→ Directions for this task
Copy every row from the line containing "of people in" down to the last row, swapping "young tree" for "sapling" and leaving everything else unchanged.

→ Raw data
——————————
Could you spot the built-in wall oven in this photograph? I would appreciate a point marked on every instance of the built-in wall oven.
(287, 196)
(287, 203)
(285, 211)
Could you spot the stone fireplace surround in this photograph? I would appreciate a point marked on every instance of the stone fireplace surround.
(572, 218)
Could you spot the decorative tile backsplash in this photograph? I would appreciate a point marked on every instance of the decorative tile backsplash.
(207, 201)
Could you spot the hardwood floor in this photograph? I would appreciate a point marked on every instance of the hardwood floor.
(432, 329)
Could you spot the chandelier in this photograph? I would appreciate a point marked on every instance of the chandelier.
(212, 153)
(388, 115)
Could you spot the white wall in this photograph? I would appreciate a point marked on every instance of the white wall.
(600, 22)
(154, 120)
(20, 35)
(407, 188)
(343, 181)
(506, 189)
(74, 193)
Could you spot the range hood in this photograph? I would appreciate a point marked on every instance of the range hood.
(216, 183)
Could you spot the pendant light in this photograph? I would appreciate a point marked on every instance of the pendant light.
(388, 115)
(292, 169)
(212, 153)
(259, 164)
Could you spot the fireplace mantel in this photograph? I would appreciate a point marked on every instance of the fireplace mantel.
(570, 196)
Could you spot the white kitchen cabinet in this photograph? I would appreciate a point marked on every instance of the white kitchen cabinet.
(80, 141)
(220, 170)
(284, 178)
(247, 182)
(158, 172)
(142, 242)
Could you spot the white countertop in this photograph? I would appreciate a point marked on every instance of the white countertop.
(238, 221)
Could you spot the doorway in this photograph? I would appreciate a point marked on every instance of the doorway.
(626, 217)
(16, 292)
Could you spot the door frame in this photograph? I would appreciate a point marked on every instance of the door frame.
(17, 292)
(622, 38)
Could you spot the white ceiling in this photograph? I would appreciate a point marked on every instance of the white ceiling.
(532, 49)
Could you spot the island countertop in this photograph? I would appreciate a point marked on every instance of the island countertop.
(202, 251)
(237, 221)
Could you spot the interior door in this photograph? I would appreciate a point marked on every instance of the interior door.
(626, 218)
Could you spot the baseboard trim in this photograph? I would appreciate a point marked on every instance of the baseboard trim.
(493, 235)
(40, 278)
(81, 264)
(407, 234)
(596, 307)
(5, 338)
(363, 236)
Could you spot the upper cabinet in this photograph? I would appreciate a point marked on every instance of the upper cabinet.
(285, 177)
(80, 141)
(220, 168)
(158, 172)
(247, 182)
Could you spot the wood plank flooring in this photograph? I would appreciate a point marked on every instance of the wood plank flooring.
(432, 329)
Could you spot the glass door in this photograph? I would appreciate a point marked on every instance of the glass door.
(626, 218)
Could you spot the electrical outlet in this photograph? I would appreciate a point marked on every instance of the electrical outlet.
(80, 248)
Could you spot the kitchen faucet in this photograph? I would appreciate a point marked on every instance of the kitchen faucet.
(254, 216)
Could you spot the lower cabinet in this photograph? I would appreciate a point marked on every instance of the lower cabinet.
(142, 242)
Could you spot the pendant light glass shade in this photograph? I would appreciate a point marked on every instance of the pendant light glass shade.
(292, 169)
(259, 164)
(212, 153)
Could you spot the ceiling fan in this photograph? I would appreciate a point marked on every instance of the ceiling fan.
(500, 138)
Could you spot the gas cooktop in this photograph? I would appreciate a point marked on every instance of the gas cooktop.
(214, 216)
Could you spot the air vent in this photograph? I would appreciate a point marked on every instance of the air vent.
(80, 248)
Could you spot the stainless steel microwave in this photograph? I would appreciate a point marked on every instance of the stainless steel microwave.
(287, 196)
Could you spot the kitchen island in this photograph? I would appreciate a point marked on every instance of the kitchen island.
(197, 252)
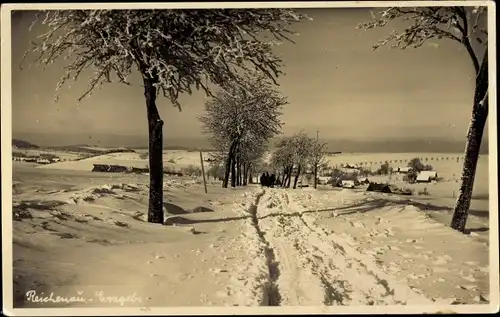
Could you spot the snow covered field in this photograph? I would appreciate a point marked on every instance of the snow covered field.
(83, 234)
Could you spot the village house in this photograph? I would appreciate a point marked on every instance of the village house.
(426, 176)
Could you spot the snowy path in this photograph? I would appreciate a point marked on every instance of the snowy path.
(307, 266)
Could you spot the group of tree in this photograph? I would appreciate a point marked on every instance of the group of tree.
(241, 119)
(295, 155)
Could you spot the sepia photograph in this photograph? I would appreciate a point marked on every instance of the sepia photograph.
(322, 157)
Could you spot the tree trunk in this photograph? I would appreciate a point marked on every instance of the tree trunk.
(155, 135)
(285, 178)
(296, 177)
(289, 176)
(315, 176)
(472, 148)
(249, 174)
(229, 159)
(245, 173)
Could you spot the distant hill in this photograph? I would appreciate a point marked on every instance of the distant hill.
(20, 144)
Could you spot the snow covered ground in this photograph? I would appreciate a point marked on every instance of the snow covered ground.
(83, 234)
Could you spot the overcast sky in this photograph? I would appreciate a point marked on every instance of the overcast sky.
(334, 82)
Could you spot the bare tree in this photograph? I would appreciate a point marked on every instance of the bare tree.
(173, 50)
(282, 160)
(317, 158)
(466, 26)
(292, 153)
(240, 118)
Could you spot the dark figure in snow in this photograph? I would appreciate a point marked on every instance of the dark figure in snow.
(263, 179)
(272, 180)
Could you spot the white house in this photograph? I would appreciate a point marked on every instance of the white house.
(426, 176)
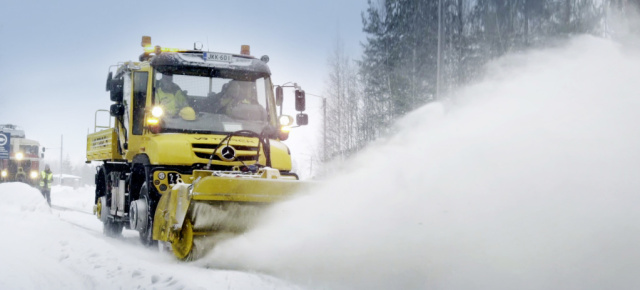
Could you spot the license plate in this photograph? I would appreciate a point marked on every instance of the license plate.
(219, 57)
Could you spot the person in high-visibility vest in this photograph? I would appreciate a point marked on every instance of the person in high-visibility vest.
(46, 178)
(170, 96)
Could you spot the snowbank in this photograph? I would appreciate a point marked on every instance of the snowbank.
(63, 248)
(529, 182)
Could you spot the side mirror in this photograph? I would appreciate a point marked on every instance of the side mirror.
(302, 119)
(283, 135)
(279, 96)
(300, 100)
(109, 79)
(117, 110)
(117, 90)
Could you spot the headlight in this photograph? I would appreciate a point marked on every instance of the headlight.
(286, 120)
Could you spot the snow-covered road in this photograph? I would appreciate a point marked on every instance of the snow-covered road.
(531, 181)
(58, 248)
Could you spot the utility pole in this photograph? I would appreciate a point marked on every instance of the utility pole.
(324, 126)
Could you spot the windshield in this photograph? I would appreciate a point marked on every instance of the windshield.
(212, 104)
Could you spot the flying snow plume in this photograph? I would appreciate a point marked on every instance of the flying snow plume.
(531, 181)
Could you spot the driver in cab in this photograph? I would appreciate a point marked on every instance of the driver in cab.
(173, 99)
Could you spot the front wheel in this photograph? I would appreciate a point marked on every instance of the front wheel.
(146, 229)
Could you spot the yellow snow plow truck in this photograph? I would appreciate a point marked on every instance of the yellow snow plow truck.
(196, 148)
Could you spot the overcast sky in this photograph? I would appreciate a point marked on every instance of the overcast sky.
(55, 55)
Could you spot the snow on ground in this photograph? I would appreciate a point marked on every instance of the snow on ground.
(530, 181)
(63, 248)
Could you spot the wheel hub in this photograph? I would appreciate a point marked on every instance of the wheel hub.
(183, 242)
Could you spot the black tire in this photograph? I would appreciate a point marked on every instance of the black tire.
(112, 229)
(146, 235)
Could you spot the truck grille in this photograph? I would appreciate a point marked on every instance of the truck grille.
(243, 153)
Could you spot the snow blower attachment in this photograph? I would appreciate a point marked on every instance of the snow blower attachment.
(216, 206)
(196, 151)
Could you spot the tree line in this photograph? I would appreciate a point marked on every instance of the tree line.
(397, 71)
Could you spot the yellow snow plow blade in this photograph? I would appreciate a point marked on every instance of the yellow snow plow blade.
(218, 205)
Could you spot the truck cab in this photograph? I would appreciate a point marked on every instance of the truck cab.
(180, 111)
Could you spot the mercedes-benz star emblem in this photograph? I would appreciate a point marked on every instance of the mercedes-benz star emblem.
(228, 153)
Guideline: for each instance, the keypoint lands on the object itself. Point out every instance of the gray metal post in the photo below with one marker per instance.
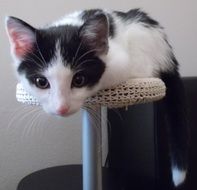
(92, 153)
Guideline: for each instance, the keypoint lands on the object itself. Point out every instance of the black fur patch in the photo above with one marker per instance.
(138, 15)
(74, 53)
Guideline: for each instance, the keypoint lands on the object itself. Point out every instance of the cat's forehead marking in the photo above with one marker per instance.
(57, 68)
(73, 19)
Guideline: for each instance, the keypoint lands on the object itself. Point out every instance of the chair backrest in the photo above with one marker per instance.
(138, 147)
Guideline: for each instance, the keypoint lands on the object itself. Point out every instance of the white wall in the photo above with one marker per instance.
(30, 141)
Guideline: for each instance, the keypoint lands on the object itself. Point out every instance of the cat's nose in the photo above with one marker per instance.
(63, 110)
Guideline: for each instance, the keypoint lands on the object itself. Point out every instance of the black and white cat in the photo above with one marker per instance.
(64, 63)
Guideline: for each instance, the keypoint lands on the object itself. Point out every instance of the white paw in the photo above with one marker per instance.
(178, 176)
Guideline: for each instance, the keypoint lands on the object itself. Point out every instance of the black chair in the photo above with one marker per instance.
(138, 151)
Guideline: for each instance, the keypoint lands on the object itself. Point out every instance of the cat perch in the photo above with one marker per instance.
(134, 91)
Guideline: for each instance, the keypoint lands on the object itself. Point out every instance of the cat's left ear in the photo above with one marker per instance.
(95, 32)
(21, 36)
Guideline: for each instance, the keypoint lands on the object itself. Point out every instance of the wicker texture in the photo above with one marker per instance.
(134, 91)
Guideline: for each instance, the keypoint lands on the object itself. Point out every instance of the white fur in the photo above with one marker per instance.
(60, 92)
(178, 176)
(70, 19)
(135, 51)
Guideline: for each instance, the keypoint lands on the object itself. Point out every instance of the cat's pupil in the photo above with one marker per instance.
(42, 82)
(78, 80)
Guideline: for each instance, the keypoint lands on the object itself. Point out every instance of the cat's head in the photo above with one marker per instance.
(59, 65)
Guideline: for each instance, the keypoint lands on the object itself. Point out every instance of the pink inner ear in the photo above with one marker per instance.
(21, 40)
(22, 45)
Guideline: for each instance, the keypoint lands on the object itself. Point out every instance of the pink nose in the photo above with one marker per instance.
(62, 110)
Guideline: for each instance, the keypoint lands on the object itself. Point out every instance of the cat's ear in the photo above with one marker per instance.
(95, 32)
(21, 36)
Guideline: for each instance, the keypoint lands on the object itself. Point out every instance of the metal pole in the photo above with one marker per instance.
(92, 155)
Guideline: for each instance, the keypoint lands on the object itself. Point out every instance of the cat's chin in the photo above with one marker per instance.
(61, 115)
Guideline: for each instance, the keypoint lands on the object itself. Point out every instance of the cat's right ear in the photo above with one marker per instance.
(21, 36)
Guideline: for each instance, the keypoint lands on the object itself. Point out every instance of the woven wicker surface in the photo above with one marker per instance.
(134, 91)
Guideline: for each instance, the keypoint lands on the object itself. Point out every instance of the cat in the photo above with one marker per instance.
(71, 59)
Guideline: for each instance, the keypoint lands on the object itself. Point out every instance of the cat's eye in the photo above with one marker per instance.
(79, 80)
(41, 82)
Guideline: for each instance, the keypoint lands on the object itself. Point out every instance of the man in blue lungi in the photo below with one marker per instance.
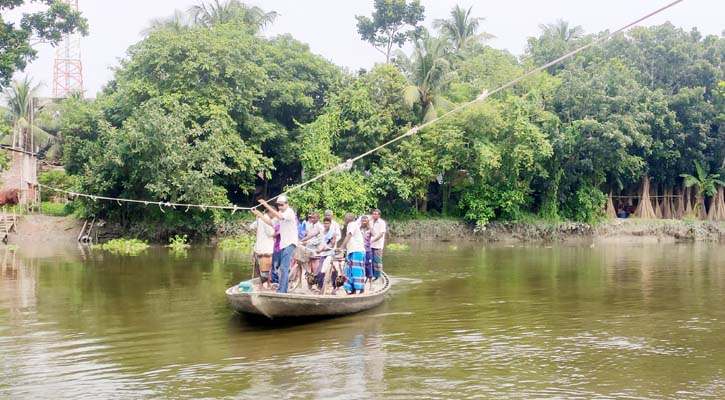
(355, 247)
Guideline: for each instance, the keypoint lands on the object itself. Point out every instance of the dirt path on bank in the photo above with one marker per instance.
(43, 234)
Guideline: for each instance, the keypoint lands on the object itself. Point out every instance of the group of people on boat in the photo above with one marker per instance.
(283, 239)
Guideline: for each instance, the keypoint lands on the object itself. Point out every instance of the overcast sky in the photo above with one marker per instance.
(328, 26)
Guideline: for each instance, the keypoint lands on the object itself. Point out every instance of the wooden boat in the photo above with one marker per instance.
(303, 302)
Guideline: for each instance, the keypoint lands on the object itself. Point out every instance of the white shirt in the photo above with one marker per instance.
(378, 227)
(288, 229)
(314, 231)
(325, 249)
(356, 243)
(265, 237)
(335, 227)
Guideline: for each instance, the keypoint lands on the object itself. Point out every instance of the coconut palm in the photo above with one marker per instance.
(562, 30)
(704, 182)
(214, 12)
(429, 71)
(461, 28)
(19, 97)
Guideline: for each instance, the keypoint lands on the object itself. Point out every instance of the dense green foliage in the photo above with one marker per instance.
(214, 114)
(48, 25)
(391, 24)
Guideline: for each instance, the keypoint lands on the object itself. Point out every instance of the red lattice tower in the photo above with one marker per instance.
(67, 69)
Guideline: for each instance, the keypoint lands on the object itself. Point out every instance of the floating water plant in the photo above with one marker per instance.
(397, 246)
(244, 242)
(127, 247)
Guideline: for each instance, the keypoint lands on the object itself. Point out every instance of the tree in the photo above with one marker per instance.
(461, 28)
(562, 30)
(49, 25)
(162, 152)
(556, 39)
(211, 13)
(176, 22)
(372, 111)
(387, 28)
(705, 183)
(19, 98)
(429, 71)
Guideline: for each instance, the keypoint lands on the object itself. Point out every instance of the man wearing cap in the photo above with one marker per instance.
(287, 220)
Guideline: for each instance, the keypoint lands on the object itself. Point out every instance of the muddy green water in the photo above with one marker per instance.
(472, 322)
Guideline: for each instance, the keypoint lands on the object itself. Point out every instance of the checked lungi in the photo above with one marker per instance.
(355, 271)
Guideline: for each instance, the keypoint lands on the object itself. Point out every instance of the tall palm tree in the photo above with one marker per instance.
(704, 183)
(429, 72)
(562, 30)
(19, 97)
(461, 28)
(214, 12)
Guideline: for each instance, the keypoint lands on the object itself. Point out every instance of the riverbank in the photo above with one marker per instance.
(622, 230)
(43, 230)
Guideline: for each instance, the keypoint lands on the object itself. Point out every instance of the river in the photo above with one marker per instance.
(472, 321)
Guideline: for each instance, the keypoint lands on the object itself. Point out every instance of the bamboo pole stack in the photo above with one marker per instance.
(644, 208)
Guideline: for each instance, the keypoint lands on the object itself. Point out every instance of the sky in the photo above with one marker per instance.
(328, 26)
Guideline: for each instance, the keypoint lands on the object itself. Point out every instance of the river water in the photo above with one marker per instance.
(616, 321)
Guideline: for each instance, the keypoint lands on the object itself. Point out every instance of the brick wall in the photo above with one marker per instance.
(22, 169)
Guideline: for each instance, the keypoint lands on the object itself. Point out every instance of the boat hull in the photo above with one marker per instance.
(294, 305)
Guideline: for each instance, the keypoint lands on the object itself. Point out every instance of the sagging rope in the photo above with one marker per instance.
(160, 204)
(346, 165)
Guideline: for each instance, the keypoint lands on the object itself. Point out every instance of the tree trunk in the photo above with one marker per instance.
(688, 203)
(423, 205)
(701, 209)
(644, 208)
(611, 211)
(657, 204)
(679, 211)
(717, 207)
(667, 202)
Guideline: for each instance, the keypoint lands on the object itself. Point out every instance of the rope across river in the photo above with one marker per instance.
(346, 165)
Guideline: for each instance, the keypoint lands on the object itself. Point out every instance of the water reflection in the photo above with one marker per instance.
(513, 322)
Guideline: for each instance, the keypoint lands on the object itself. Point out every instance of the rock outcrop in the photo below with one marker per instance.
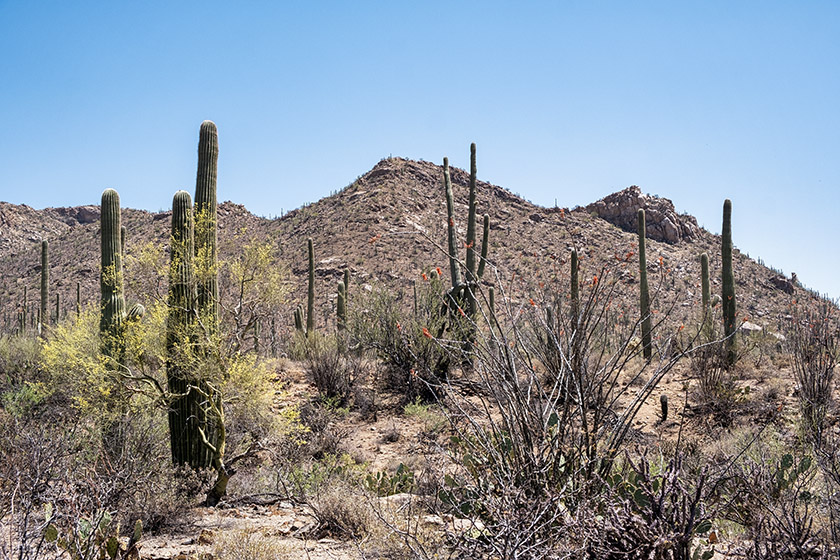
(661, 219)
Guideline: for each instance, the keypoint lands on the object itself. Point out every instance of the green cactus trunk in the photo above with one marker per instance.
(207, 287)
(310, 292)
(728, 284)
(185, 406)
(23, 311)
(472, 277)
(452, 244)
(492, 304)
(45, 284)
(298, 320)
(485, 246)
(644, 295)
(347, 285)
(706, 297)
(341, 306)
(576, 360)
(205, 218)
(112, 310)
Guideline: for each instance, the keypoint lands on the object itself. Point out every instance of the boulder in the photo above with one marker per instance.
(661, 219)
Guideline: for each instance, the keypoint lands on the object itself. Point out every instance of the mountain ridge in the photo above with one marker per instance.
(388, 227)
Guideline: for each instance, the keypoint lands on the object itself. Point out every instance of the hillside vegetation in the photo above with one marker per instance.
(422, 365)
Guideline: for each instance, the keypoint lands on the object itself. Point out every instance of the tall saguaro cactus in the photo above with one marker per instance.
(45, 282)
(341, 306)
(644, 295)
(707, 296)
(112, 310)
(576, 358)
(310, 292)
(184, 438)
(205, 224)
(475, 266)
(452, 243)
(728, 282)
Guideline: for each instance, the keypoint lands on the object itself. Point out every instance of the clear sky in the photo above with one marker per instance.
(567, 100)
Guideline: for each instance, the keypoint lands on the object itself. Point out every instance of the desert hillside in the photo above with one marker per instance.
(387, 228)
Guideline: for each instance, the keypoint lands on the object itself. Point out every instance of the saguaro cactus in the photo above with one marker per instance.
(475, 267)
(452, 243)
(184, 410)
(310, 293)
(706, 297)
(205, 224)
(112, 310)
(45, 282)
(728, 283)
(341, 306)
(644, 295)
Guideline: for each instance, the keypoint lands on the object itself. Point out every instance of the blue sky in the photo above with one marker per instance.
(566, 100)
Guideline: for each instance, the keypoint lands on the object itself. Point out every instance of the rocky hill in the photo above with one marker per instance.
(388, 227)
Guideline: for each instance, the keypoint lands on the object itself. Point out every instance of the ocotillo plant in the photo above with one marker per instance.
(45, 282)
(112, 310)
(310, 293)
(205, 225)
(728, 283)
(707, 296)
(644, 295)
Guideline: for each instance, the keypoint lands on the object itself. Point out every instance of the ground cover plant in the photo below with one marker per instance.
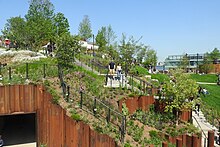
(209, 78)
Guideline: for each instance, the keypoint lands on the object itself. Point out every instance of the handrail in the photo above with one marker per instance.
(200, 127)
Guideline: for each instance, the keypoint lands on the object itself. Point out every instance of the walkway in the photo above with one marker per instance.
(200, 122)
(79, 63)
(205, 83)
(115, 83)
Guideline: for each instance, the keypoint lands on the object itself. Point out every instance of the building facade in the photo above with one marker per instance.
(174, 61)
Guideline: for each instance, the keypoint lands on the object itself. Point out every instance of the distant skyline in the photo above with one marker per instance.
(171, 27)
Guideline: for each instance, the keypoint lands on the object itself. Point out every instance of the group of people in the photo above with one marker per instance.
(113, 68)
(1, 141)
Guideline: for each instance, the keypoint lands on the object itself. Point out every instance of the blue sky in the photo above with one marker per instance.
(171, 27)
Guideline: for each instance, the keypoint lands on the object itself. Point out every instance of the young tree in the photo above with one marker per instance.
(101, 40)
(15, 30)
(39, 22)
(141, 53)
(214, 55)
(85, 31)
(110, 35)
(180, 92)
(127, 50)
(61, 24)
(67, 46)
(207, 65)
(150, 58)
(184, 62)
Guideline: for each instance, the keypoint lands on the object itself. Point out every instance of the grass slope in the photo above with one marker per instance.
(209, 78)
——————————
→ Full output
Guideline: for each instance, the keypoint lands on the object itself. Point out every instance of the group of people in the photo above with one marker per instance.
(113, 68)
(1, 141)
Guideline: for each instance, the keypoint lands on the object itself. Point out every instance of the blue sky in the photo above with one marker per instance.
(171, 27)
Guideline: for each instance, the keypoint lands on the object itself. Point out every instance of the sapling in the photo above with one marker per instance.
(101, 40)
(15, 30)
(39, 22)
(141, 53)
(214, 55)
(85, 31)
(110, 35)
(180, 92)
(127, 50)
(61, 24)
(67, 46)
(207, 65)
(150, 58)
(184, 62)
Guideline: for each instance, the keypoint lands on the object itself. Point out every instance of the grass slope in the photo above with one marker per instance.
(209, 78)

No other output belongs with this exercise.